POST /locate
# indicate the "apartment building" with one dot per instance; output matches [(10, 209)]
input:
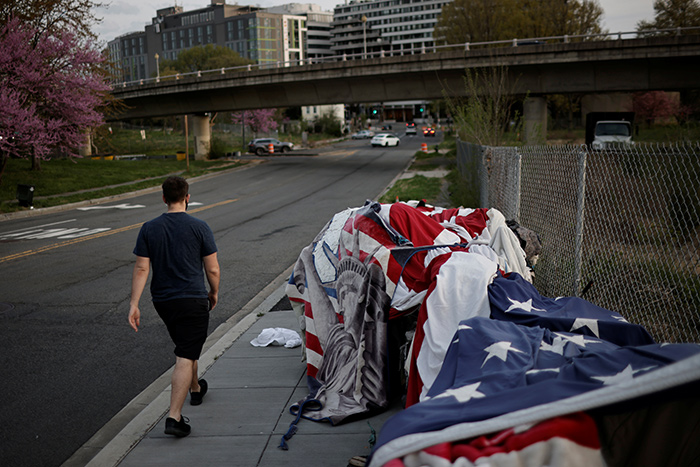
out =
[(255, 33), (371, 26)]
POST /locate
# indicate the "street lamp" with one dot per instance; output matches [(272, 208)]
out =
[(157, 68), (364, 35)]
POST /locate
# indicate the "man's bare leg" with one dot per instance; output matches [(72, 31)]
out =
[(194, 385), (181, 382)]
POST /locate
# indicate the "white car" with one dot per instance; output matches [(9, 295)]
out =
[(363, 134), (612, 132), (385, 139)]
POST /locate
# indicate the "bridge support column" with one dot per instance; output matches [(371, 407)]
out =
[(535, 114), (202, 136)]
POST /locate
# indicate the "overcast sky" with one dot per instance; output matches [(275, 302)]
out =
[(124, 16)]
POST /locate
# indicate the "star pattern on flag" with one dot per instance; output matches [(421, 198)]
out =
[(591, 324), (525, 306), (463, 394), (625, 375), (557, 346), (578, 339), (500, 350)]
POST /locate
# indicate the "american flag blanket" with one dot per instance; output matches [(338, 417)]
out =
[(374, 263), (541, 381)]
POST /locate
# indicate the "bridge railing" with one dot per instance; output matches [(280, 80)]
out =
[(467, 46), (618, 227)]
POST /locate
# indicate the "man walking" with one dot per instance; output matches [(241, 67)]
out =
[(181, 250)]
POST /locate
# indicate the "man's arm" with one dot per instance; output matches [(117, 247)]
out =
[(138, 283), (211, 268)]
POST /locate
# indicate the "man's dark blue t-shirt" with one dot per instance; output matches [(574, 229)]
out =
[(176, 243)]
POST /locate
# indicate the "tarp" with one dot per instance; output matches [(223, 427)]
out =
[(512, 374), (367, 266)]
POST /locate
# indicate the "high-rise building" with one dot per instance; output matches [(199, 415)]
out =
[(255, 33), (396, 26)]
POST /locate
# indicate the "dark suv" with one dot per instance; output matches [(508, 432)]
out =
[(261, 146)]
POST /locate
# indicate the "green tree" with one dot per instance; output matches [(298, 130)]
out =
[(491, 20), (483, 114), (199, 58), (672, 14)]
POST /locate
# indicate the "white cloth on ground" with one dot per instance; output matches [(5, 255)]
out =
[(277, 336)]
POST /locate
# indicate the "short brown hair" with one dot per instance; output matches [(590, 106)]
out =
[(175, 189)]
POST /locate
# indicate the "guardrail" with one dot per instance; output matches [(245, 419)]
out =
[(467, 46)]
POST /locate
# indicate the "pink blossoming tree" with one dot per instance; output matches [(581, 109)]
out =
[(50, 90), (259, 121)]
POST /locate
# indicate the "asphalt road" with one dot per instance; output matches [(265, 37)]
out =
[(68, 358)]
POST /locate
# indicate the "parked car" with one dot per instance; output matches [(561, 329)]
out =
[(385, 139), (611, 132), (260, 146), (363, 134)]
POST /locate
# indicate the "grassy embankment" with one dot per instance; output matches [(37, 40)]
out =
[(64, 181)]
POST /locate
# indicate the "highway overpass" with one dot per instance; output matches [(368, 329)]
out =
[(669, 63)]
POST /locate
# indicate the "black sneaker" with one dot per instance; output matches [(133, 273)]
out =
[(177, 428), (196, 397)]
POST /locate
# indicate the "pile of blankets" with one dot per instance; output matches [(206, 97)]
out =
[(493, 369)]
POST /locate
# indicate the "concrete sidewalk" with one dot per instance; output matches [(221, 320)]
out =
[(245, 412)]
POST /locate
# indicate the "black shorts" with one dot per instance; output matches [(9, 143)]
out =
[(187, 320)]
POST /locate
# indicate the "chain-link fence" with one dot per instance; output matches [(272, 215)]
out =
[(619, 227)]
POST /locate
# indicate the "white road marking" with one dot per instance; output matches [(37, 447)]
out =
[(115, 206)]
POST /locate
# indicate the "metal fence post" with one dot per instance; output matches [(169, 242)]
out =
[(580, 212)]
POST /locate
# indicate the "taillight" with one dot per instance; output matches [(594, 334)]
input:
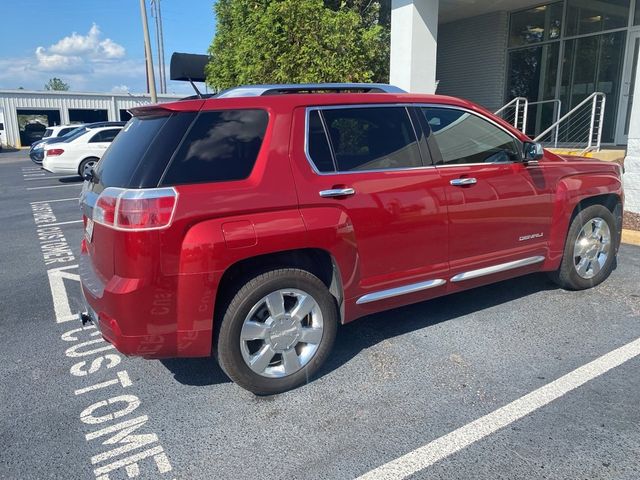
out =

========================================================================

The answer is the entries above, given again exactly, with no pictures among them.

POST /locate
# indicate the "apartment building" with one dot per instance; output matches [(10, 209)]
input:
out =
[(255, 33), (371, 26)]
POST /locate
# indicate the "street lamp" with one dot per instance; output matches [(272, 208)]
out =
[(157, 68), (364, 35)]
POST /locate
# indicate the "man's bare leg" with one dot per instance; output matches [(72, 31)]
out =
[(194, 385), (181, 382)]
POST /locate
# indicate the "white car" with one dot per instance; output matches [(9, 295)]
out =
[(363, 134), (612, 132), (385, 139)]
POST /locate
# indicate the "bridge support column" with one dot per instance; output matches [(371, 407)]
out =
[(535, 114), (202, 136)]
POST /locate
# indicate the "overcast sky" with one dot per instance; output matches [(275, 302)]
out =
[(124, 16)]
POST /locate
# indicate the "star pattern on flag" with one dot per instance; output matches [(421, 198)]
out =
[(591, 324), (525, 306), (463, 394), (625, 375), (557, 346), (578, 339), (500, 350)]
POST /locate
# indicate the "american flag blanket" with one dot per instance; output matches [(338, 417)]
out =
[(374, 263), (541, 381)]
POST /locate
# indicate the "bridge railing" with one dot per instance; output matches [(280, 80)]
out =
[(467, 46), (618, 227)]
POST /locate
# indicate the "man walking" with one dot per instance; output matches [(241, 67)]
out =
[(181, 250)]
POST /locate
# indicate the "man's arm" with one dot per instance; output matches [(117, 247)]
out =
[(138, 283), (211, 268)]
POST /locate
# indicate the "man's dark blue t-shirt" with one dot per instance; output matches [(574, 229)]
out =
[(176, 243)]
POST /locate
# indicate the "tarp" with one dot per instance; output matches [(223, 427)]
out =
[(512, 374), (367, 266)]
POST /locate
# indicate the "high-rise building" with one dot per instance; output matches [(199, 415)]
out =
[(255, 33), (396, 26)]
POST /locate
# indicate the "dark suv" with one dot per instance; output matches [(508, 432)]
out =
[(261, 146)]
POST /locate
# indicate the "green tree" with one dot per instance; output matches [(298, 130)]
out =
[(491, 20), (483, 114), (199, 58), (672, 14)]
POST /locate
# indicate the "white cloth on ground" with one dot per instance; output matches [(5, 255)]
out =
[(277, 336)]
POST /locate
# indicate the "short brown hair" with one dot per instance; output matches [(590, 106)]
out =
[(175, 189)]
POST /locate
# indicate the "guardrail" with one dot per instance; output matches [(245, 419)]
out =
[(467, 46)]
POST /locate
# indicate the "pink blossoming tree" with one dot per instance; output matches [(581, 109)]
out =
[(50, 90), (259, 121)]
POST /locate
# indicate the "asphalt road" with one dot per instance; output matches [(265, 37)]
out =
[(68, 358)]
POST /locate
# indicate the "parked car" with one dot per instance; output matches [(561, 329)]
out =
[(385, 139), (611, 132), (260, 146), (363, 134)]
POST /locate
# indicate the "grassy embankment" with one dot per instance; output matches [(37, 40)]
out =
[(64, 181)]
POST /locate
# indicate the "highway overpass" with one dot per instance; output matches [(368, 329)]
out =
[(669, 63)]
POST /locate
# indicate the "black sneaker" with one dot per instance; output matches [(133, 273)]
out =
[(177, 428), (196, 397)]
POST /locate
# indicate the "pile of blankets" with one dot per instance; output matches [(206, 97)]
out =
[(493, 369)]
POST /locate
# indicate the "concrete sidewalk" with one dot per instance; output matches [(221, 320)]
out =
[(245, 412)]
POST /locate
# indicate the "black shorts" with one dot per instance; output matches [(9, 143)]
out =
[(187, 320)]
POST /locate
# indicate the "chain-link fence" with one dot per instance; output matches [(272, 215)]
out =
[(619, 227)]
POST /locate
# indicate the "white road marking" with one dot per instance; output matches [(37, 447)]
out =
[(115, 206)]
POST /locate
# indicate the "metal fence post" with one dot per instance; output matches [(169, 242)]
out =
[(580, 212)]
POST /locate
# indicate the "taillight" with one dot per instance; output matches [(594, 334)]
input:
out =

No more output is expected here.